Apex: (n.) the top or highest point.

“Getting high.”

It’s too bad that phrase has been sullied by the drug culture, because it is so rich in truth and promise.

Everything in life has an apex, even though we often settle for the valley.

  • The apex of politics is a decision to be responsive to the needs of the people instead of chasing their whims.
  • The apex of the military is to convey a strength which discourages our enemies instead of using new weapons to experiment with their lethal carnage.
  • The apex of friendship is really honesty–having someone in your life who will tell you when your breath is bad.
  • The apex of spirituality is “love your neighbor as yourself” instead of debating “who is my neighbor?”
  • The apex of education is infusing knowledge which is workable to the student who wants to go out and pursue a craft.
  • The apex of sexuality is mutual pleasure.
  • The apex of finance is having enough for your needs, a little for your desire, and the balance to help others.

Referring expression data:
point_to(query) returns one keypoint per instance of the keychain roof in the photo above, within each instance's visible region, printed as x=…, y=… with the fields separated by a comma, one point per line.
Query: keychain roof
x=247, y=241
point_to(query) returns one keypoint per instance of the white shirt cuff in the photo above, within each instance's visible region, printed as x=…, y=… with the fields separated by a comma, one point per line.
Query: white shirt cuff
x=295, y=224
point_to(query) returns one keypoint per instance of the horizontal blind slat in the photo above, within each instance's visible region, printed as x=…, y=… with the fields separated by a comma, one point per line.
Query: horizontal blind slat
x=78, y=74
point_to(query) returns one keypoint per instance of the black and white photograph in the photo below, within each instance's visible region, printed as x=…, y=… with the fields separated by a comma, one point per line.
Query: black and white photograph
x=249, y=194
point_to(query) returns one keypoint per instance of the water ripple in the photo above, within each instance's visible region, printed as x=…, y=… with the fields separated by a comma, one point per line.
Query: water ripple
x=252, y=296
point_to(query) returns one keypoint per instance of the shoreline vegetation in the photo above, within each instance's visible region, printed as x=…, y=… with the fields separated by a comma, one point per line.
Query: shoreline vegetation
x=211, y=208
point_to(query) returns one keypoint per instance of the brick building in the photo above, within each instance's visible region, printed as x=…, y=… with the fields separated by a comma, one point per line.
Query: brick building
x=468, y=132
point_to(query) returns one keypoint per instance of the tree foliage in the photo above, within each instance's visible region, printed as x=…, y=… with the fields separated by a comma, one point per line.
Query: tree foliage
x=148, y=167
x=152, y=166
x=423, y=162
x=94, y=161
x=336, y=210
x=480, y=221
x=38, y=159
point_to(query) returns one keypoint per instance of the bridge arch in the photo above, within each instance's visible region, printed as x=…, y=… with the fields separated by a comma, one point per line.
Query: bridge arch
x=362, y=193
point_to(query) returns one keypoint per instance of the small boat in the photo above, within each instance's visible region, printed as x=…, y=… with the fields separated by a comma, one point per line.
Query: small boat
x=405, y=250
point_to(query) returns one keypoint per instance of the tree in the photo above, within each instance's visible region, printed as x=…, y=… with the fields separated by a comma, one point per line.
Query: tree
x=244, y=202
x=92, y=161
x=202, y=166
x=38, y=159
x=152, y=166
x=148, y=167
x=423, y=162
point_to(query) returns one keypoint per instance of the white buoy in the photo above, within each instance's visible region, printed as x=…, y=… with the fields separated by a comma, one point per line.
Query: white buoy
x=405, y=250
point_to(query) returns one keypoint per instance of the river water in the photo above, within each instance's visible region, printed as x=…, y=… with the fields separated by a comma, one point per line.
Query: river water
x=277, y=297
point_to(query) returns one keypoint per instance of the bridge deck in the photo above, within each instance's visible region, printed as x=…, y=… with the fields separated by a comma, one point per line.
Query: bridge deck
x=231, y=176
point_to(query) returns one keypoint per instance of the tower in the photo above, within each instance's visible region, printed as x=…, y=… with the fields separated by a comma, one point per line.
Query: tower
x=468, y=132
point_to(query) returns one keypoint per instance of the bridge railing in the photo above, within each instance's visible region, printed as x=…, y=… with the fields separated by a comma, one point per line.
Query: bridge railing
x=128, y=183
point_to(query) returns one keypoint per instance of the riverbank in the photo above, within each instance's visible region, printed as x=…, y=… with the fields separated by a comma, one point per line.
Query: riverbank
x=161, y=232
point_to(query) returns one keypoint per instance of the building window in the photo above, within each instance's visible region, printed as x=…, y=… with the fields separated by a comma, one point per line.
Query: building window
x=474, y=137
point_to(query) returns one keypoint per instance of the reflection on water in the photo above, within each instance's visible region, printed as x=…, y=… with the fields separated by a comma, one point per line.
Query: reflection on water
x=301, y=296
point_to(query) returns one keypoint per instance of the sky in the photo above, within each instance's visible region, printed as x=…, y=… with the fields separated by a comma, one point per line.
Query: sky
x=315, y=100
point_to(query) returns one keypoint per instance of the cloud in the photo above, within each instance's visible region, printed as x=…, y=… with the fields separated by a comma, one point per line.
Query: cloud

== Exercise tasks ==
A. The reflection on the word "apex" ends with a bulleted list. Name every area of life for which that list states an apex.
B. Extend the reflection on the word "apex" past its final sentence.

== Numbered answers ==
A. Politics, the military, friendship, spirituality, education, sexuality, and finance.

B.
  • The apex of athleticism is the payoff of being in shape, whether you win the trophy or not.
  • The apex of commerce is to make a decent profit while feeling soul-satisfaction because you’ve delivered a quality product.
  • The apex of parenting is seeing the good parts of yourself in your children and allowing them to rebel against the bad.
  • And the apex of faith is working towards having the will of God done on Earth instead continually speculating on heaven.

I am in favor of getting high–just not chemically induced.

For finding the apex in life may be the true definition of “the high road.”